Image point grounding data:
--- --- ---
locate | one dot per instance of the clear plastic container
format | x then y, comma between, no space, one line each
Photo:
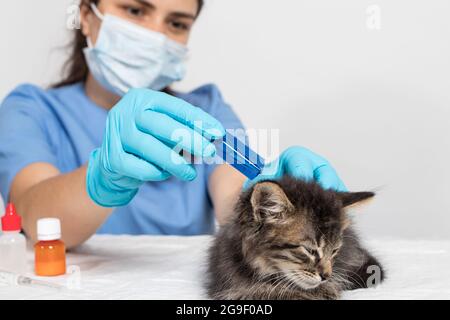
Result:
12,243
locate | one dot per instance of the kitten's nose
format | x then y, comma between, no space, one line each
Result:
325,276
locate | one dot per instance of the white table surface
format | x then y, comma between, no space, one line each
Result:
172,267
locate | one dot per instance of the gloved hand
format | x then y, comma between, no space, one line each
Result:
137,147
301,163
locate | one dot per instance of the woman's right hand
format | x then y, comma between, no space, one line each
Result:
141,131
--- --- ---
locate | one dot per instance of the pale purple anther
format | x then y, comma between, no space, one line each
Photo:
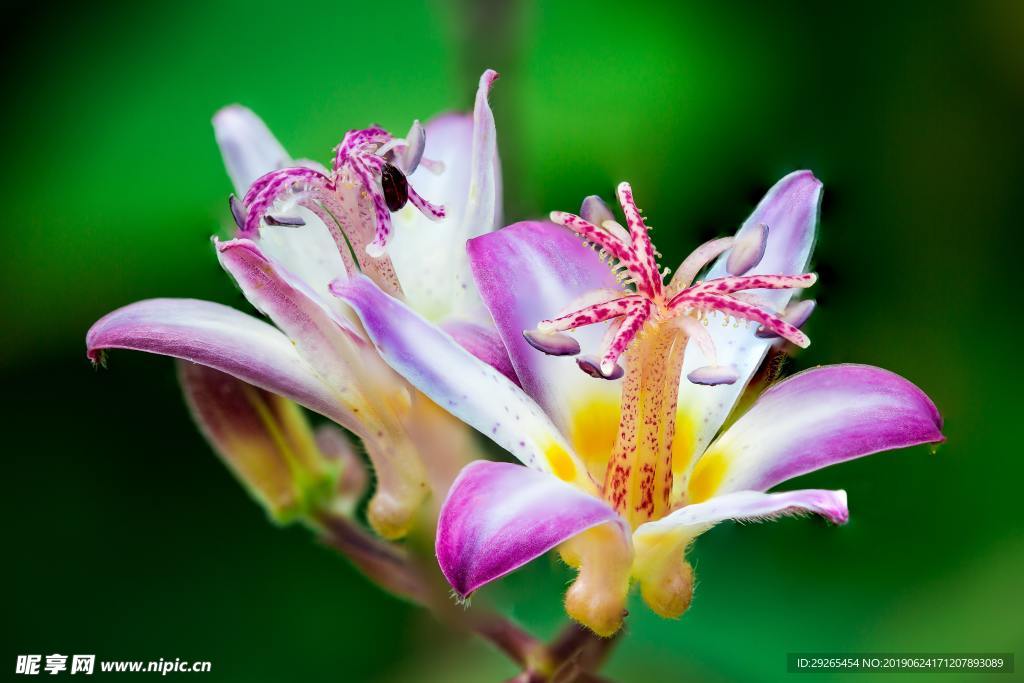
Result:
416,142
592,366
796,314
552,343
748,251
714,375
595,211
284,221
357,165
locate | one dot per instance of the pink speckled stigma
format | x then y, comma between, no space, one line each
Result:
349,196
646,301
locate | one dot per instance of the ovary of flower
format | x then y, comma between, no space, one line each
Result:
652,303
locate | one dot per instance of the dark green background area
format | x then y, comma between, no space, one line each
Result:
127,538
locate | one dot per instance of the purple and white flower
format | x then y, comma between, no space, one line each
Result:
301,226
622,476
--- --- ---
**About this task**
Please return a copy of each line in the entries that has the string "white".

**Output of the task**
locate | one dot per instance of the white table surface
locate | one dot per instance of the purple and white flower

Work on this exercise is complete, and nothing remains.